## start MATERIALS PROVIDED

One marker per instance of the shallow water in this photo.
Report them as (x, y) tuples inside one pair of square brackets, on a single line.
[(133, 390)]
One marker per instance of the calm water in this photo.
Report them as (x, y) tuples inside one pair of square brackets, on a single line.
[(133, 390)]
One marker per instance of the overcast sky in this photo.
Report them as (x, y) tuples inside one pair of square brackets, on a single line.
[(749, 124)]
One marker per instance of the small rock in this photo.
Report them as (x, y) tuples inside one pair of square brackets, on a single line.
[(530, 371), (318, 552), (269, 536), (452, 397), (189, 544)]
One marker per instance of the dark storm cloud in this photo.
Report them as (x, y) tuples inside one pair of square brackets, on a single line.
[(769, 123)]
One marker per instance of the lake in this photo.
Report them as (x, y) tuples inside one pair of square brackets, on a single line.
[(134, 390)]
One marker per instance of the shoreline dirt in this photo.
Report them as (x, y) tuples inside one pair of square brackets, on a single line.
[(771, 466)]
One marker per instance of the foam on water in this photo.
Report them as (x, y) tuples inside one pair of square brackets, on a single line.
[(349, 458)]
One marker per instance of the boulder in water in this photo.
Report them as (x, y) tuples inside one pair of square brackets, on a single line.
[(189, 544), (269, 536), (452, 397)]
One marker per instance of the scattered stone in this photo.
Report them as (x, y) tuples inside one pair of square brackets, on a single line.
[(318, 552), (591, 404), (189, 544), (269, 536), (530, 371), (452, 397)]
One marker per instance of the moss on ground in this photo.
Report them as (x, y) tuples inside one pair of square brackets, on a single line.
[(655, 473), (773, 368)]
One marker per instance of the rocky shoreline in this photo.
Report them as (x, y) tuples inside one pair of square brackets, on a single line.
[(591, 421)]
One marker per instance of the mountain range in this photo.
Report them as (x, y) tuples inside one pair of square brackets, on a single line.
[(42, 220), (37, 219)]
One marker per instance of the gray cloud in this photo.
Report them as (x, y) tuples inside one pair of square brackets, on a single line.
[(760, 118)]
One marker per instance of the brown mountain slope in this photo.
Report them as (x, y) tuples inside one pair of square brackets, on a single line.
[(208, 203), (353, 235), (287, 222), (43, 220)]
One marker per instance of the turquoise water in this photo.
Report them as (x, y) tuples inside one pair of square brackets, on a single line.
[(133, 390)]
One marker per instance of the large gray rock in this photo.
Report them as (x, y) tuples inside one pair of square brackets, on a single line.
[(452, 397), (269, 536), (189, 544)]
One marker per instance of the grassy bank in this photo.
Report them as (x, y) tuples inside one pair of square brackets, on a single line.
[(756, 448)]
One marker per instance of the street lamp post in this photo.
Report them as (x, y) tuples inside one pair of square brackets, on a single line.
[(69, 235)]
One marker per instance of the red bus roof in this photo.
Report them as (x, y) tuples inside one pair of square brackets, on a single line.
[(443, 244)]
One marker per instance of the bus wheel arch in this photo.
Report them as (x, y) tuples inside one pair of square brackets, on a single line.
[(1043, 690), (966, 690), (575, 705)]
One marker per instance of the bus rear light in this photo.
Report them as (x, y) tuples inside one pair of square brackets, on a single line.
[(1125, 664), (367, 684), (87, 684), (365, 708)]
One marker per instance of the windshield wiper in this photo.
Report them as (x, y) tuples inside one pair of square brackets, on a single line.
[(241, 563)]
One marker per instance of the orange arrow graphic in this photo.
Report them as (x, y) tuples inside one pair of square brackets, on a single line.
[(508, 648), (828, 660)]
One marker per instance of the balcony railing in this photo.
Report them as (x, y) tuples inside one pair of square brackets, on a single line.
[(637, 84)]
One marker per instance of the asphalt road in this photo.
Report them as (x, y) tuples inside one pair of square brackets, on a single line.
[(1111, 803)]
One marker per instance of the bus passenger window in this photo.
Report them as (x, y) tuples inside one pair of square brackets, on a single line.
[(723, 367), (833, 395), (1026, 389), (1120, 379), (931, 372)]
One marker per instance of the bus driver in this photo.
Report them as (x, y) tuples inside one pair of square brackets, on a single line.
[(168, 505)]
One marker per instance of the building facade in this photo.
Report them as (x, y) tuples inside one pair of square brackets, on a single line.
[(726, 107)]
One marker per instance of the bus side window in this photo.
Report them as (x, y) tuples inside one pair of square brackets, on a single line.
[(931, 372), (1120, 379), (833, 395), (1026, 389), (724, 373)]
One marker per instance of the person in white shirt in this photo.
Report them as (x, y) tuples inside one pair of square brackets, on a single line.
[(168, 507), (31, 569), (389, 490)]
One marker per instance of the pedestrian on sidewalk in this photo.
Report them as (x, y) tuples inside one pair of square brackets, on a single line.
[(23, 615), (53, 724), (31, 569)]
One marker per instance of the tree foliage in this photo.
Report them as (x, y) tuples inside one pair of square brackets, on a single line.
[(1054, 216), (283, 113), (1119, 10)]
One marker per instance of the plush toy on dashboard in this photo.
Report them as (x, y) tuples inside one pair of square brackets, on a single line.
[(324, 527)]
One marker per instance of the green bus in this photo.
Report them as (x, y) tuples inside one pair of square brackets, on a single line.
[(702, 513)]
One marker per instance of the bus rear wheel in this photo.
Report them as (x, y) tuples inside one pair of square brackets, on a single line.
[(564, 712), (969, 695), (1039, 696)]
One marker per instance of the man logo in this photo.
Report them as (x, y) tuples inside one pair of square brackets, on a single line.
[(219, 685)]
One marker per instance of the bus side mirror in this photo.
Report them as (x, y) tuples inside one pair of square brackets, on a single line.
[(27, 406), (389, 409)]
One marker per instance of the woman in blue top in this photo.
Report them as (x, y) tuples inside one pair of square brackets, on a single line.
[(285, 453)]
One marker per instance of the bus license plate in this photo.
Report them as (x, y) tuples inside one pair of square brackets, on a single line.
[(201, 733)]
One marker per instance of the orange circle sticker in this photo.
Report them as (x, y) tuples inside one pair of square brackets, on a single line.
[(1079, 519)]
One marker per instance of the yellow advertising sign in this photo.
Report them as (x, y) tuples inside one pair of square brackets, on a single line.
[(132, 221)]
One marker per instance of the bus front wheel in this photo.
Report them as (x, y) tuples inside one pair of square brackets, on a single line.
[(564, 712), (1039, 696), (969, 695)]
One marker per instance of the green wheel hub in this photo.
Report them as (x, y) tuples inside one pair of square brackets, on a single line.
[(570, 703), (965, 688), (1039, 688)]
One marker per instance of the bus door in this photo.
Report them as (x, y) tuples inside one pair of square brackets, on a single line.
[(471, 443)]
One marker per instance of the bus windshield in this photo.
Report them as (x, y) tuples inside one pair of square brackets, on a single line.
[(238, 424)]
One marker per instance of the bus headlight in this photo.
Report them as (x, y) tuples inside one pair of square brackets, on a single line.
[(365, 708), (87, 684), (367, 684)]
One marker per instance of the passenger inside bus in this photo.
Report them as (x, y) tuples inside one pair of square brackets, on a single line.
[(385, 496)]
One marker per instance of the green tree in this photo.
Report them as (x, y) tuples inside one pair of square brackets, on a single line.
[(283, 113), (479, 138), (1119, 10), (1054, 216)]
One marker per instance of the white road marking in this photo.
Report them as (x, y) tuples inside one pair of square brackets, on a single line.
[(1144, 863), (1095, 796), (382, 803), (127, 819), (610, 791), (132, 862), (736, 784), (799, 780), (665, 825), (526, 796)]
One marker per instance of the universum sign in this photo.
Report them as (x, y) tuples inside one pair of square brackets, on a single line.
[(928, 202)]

## end MATERIALS PROVIDED

▶ WORK TO COMPLETE:
Turn the lines above into a Markdown table with the columns Row and Line, numbering each row and skipping blank lines.

▶ RESULT OF THE EXERCISE:
| Row | Line |
|---|---|
| 1 | One marker per instance of the shallow water in this photo. |
| 2 | Report them as (x, y) tuples inside one pair of square brackets, on a single line. |
| 3 | [(133, 390)] |
| 4 | One marker per instance of the calm water in this photo. |
| 5 | Report them as (x, y) tuples inside one pair of square brackets, on a single line. |
| 6 | [(133, 390)] |
| 7 | One marker per instance of the overcast sky in this photo. |
| 8 | Report them as (x, y) tuples inside one pair of square brackets, on a single line. |
| 9 | [(749, 124)] |
| 10 | One marker per instance of the small rock in this photo. |
| 11 | Report them as (x, y) tuples inside one pair of square brackets, on a single line. |
| 12 | [(530, 371), (318, 552), (269, 536), (452, 397), (189, 544)] |
| 13 | One marker per instance of the dark storm cloud in this photo. |
| 14 | Report them as (x, y) tuples inside one pair of square brackets, on a single line. |
| 15 | [(769, 123)] |
| 16 | One marker per instance of the lake in this photo. |
| 17 | Report them as (x, y) tuples inside one pair of square brackets, on a single line. |
| 18 | [(134, 390)] |
| 19 | One marker per instance of the shoreline dirt in this photo. |
| 20 | Report them as (x, y) tuples inside one pair of square brackets, on a single line. |
| 21 | [(771, 466)] |
| 22 | One marker per instance of the foam on water in this photo. |
| 23 | Report them as (x, y) tuples inside one pair of square brackets, on a single line. |
| 24 | [(349, 458)] |
| 25 | One marker per instance of the boulder in water in this photo. |
| 26 | Report them as (x, y) tuples inside one pair of square brackets, on a single line. |
| 27 | [(189, 544), (269, 536), (452, 397)] |
| 28 | One marker per instance of the scattered stone in this photo. |
| 29 | Report them as (x, y) tuples inside one pair of square brackets, on a single line. |
| 30 | [(318, 552), (591, 404), (189, 544), (269, 536), (530, 371), (452, 397)] |
| 31 | One marker per instance of the moss on ground in this photo. |
| 32 | Report them as (x, y) tuples inside one pair of square brackets, on a single line. |
| 33 | [(655, 473), (773, 368)] |
| 34 | One marker per instance of the rocky shoreline in this photo. |
| 35 | Report them as (x, y) tuples inside one pair of square brackets, on a single line. |
| 36 | [(591, 421)] |
| 37 | One marker per instance of the mountain range in this photo. |
| 38 | Report them as (x, y) tuples inside one pair of square brackets, on a single line. |
| 39 | [(42, 220), (37, 219)] |
| 40 | One marker per instance of the gray cloud in this photo. |
| 41 | Report them as (x, y) tuples inside one pair of square brackets, on a single line. |
| 42 | [(760, 118)] |
| 43 | One marker per instance of the brown mountain slope in this photo. |
| 44 | Report them as (x, y) tuples inside one pair of square brackets, on a single line. |
| 45 | [(208, 203), (353, 235), (287, 222), (43, 220)] |
| 46 | One marker per instance of the turquoise water in this photo. |
| 47 | Report them as (x, y) tuples inside one pair of square brackets, on a single line. |
| 48 | [(133, 390)] |
| 49 | One marker per instance of the large gray rock in this photo. |
| 50 | Report them as (x, y) tuples inside one pair of square brackets, on a single line. |
| 51 | [(452, 397), (269, 536), (189, 544)] |
| 52 | One marker per instance of the grassy bank in this photo. |
| 53 | Report them as (x, y) tuples inside one pair of square brackets, on a single line. |
| 54 | [(756, 448)] |
| 55 | One marker per instance of the street lamp post in this photo. |
| 56 | Report them as (x, y) tuples inside one pair of square brackets, on a single line. |
| 57 | [(69, 235)] |
| 58 | One marker per instance of the red bus roof in this photo. |
| 59 | Report them as (x, y) tuples inside one pair of square brackets, on a single line. |
| 60 | [(443, 244)] |
| 61 | One marker per instance of the bus wheel arch in this photo. |
| 62 | Report them as (x, y) tuples inside one pair of square brackets, on a single line. |
| 63 | [(1043, 690), (966, 690), (575, 705)] |
| 64 | One marker per instance of the bus rear light in this photo. |
| 65 | Report them as (x, y) tuples inside one pair of square brackets, on a single line. |
| 66 | [(1125, 664), (367, 684), (87, 684), (365, 708)] |
| 67 | One marker per instance of the windshield wiper in this photo. |
| 68 | Report them as (x, y) tuples inside one pair of square brackets, on a single line. |
| 69 | [(241, 563)] |
| 70 | One marker per instance of the orange arrow graphic in this photo. |
| 71 | Report them as (x, y) tuples inside one pair of square brackets, on a single line. |
| 72 | [(508, 648), (828, 660)] |
| 73 | One marker per instance of the balcony railing in this photo. |
| 74 | Report them as (x, y) tuples inside one pair of square brackets, on a single line. |
| 75 | [(637, 84)] |
| 76 | One marker per instance of the asphalt road in this photo. |
| 77 | Report them as (x, y) tuples inside one pair of square brackets, on a single line. |
| 78 | [(1111, 803)] |
| 79 | One marker per instance of the bus passenger window in this photo. |
| 80 | Report them as (x, y) tuples inside one pair of square brackets, on a single line. |
| 81 | [(723, 367), (833, 395), (1026, 389), (1120, 379), (931, 372)] |
| 82 | One marker per instance of the bus driver in this photo. |
| 83 | Report them as (x, y) tuples inside one pair of square brackets, on a single line. |
| 84 | [(168, 505)] |
| 85 | One marker per instance of the building facade in this photo. |
| 86 | Report them as (x, y) tuples inside one pair of square brackets, on a single line. |
| 87 | [(726, 107)] |
| 88 | One marker per instance of the bus side window in this photo. |
| 89 | Report them as (x, y) tuples inside one pair of square brackets, on a single line. |
| 90 | [(931, 372), (1120, 379), (833, 395), (1026, 389), (724, 373)] |
| 91 | One marker per instance of the person in white shirt in this photo. |
| 92 | Report them as (x, y) tuples inside one pair of square brackets, on a single line. |
| 93 | [(168, 507), (31, 569), (389, 490)] |
| 94 | One marker per instance of the pedestrian on sidewalk in this photo. |
| 95 | Report them as (x, y) tuples inside one pair of square brackets, on a single line. |
| 96 | [(23, 615), (53, 724), (31, 569)] |
| 97 | One marker per instance of the tree foliage in this photo. |
| 98 | Report them as (x, y) tuples inside one pair of square brackets, on a single line. |
| 99 | [(1054, 216), (283, 113), (1119, 10)] |
| 100 | One marker per instance of the plush toy on dashboard in this photo. |
| 101 | Report them as (x, y) tuples inside one pair of square brackets, on a single line. |
| 102 | [(324, 527)] |
| 103 | One marker per instance of the green bus in this photo. |
| 104 | Report them as (x, y) tuples inside one pair of square brackets, on a single line. |
| 105 | [(702, 513)] |
| 106 | One marker per instance of the bus rear wheel in this photo. |
| 107 | Report them as (x, y) tuples inside one pair of square brackets, on a single line. |
| 108 | [(564, 712), (969, 695), (1039, 696)] |
| 109 | One marker per instance of the man logo in this photo. |
| 110 | Report them as (x, y) tuples inside one pair of square brackets, on a single line. |
| 111 | [(219, 685)] |
| 112 | One marker per instance of the bus side mirror in this photo. |
| 113 | Report them as (x, y) tuples inside one pair of square brackets, on a single line. |
| 114 | [(27, 406), (389, 409)] |
| 115 | One marker per instance of the woman in blue top in this photo. |
| 116 | Report them as (x, y) tuples inside one pair of square brackets, on a single line. |
| 117 | [(285, 453)] |
| 118 | One marker per instance of the bus license plate in this photo. |
| 119 | Report them as (x, y) tuples inside one pair of square brackets, on a single line. |
| 120 | [(201, 733)] |
| 121 | One marker per instance of the orange circle sticker in this photo. |
| 122 | Report them as (x, y) tuples inside one pair of square brackets, on a single line. |
| 123 | [(1079, 519)] |
| 124 | One marker per instance of the yellow advertising sign in this photo. |
| 125 | Report them as (x, y) tuples inside one pair of square brackets, on a single line. |
| 126 | [(132, 221)] |
| 127 | One marker per instance of the bus front wheel in this photo. |
| 128 | Report them as (x, y) tuples inside one pair of square brackets, on a single line. |
| 129 | [(564, 712), (1039, 696), (969, 695)] |
| 130 | One marker per instance of the green wheel hub in this photo. |
| 131 | Report them as (x, y) tuples inside one pair of square brackets, on a single line. |
| 132 | [(570, 703), (965, 688), (1039, 688)] |
| 133 | One marker per instance of the bus door in this photo. |
| 134 | Report them as (x, y) tuples inside one pair of square brackets, on a single line. |
| 135 | [(471, 443)] |
| 136 | One marker per instance of the bus windshield in this photo. |
| 137 | Report them as (x, y) tuples inside one pair of square brackets, on a single line. |
| 138 | [(238, 424)] |
| 139 | One marker per instance of the bus headlight in this photo. |
| 140 | Report them as (x, y) tuples inside one pair of square brackets, on a single line. |
| 141 | [(365, 708), (87, 684), (367, 684)] |
| 142 | One marker per instance of the passenger inside bus in this photo. |
| 143 | Report them as (x, y) tuples inside one pair of square brackets, on a single line. |
| 144 | [(385, 496)] |
| 145 | One marker per instance of the green tree in this photo. |
| 146 | Report them as (x, y) tuples inside one pair of square brackets, on a single line. |
| 147 | [(283, 113), (479, 138), (1119, 10), (1054, 216)] |
| 148 | One marker per instance of the white road marking in this photo. |
| 149 | Report them as (x, y) tuples inside one pair of square brackets, on a single line. |
| 150 | [(1144, 863), (1095, 796), (382, 803), (127, 819), (610, 791), (132, 862), (736, 784), (799, 780), (665, 825), (526, 796)] |
| 151 | One marker per instance of the universum sign in this photo. |
| 152 | Report them as (x, y) tuples inside one pair of square brackets, on a single line. |
| 153 | [(928, 202)] |